ERWARTETE LEISTUNG » Bearbeite die folgende Auflistung so, dass „Answer as“ an jeder Stelle durch „Reply as“ ersetzt wird. Alles Übrige bleibt unverändert.

Datenzeilen
• • • • • • •
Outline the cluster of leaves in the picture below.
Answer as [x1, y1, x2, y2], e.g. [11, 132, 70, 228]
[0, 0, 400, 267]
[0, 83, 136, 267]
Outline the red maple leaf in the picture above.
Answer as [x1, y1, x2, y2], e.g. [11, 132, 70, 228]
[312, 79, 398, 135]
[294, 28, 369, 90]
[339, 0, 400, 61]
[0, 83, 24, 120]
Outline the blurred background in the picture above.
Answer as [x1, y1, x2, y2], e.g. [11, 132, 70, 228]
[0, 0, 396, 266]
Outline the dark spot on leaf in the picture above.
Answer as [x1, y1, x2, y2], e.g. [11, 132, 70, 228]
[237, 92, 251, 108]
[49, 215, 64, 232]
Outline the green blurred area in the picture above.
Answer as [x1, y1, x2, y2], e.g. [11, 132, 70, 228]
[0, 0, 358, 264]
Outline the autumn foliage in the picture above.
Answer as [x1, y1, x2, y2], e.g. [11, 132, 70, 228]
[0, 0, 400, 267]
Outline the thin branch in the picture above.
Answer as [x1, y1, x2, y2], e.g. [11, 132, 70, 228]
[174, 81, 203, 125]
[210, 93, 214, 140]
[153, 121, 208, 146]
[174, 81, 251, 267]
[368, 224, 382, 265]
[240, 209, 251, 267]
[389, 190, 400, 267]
• • • • • • •
ERGEBNIS DER ÜBUNG »
Outline the cluster of leaves in the picture below.
Reply as [x1, y1, x2, y2], e.g. [11, 132, 70, 228]
[0, 0, 400, 267]
[0, 83, 136, 267]
Outline the red maple leaf in the picture above.
Reply as [x1, y1, x2, y2], e.g. [11, 132, 70, 228]
[312, 79, 398, 135]
[294, 28, 369, 90]
[339, 0, 400, 61]
[0, 83, 24, 120]
Outline the blurred background in the picture above.
Reply as [x1, y1, x2, y2], e.g. [11, 132, 70, 228]
[0, 0, 396, 266]
Outline the dark spot on leaf in the picture above.
Reply as [x1, y1, x2, y2], e.g. [11, 132, 70, 228]
[237, 92, 251, 108]
[49, 215, 64, 232]
Outline the green blurred area in the picture above.
Reply as [x1, y1, x2, y2], e.g. [11, 132, 70, 228]
[0, 0, 358, 264]
Outline the autumn foliage in the picture above.
Reply as [x1, y1, x2, y2], e.g. [11, 132, 70, 228]
[0, 0, 400, 267]
Outline the thin branch in the picture above.
Reply as [x1, y1, x2, y2], e.g. [11, 132, 70, 228]
[174, 81, 203, 125]
[210, 93, 214, 140]
[153, 121, 208, 146]
[174, 81, 251, 267]
[368, 224, 382, 265]
[240, 209, 251, 267]
[389, 190, 400, 267]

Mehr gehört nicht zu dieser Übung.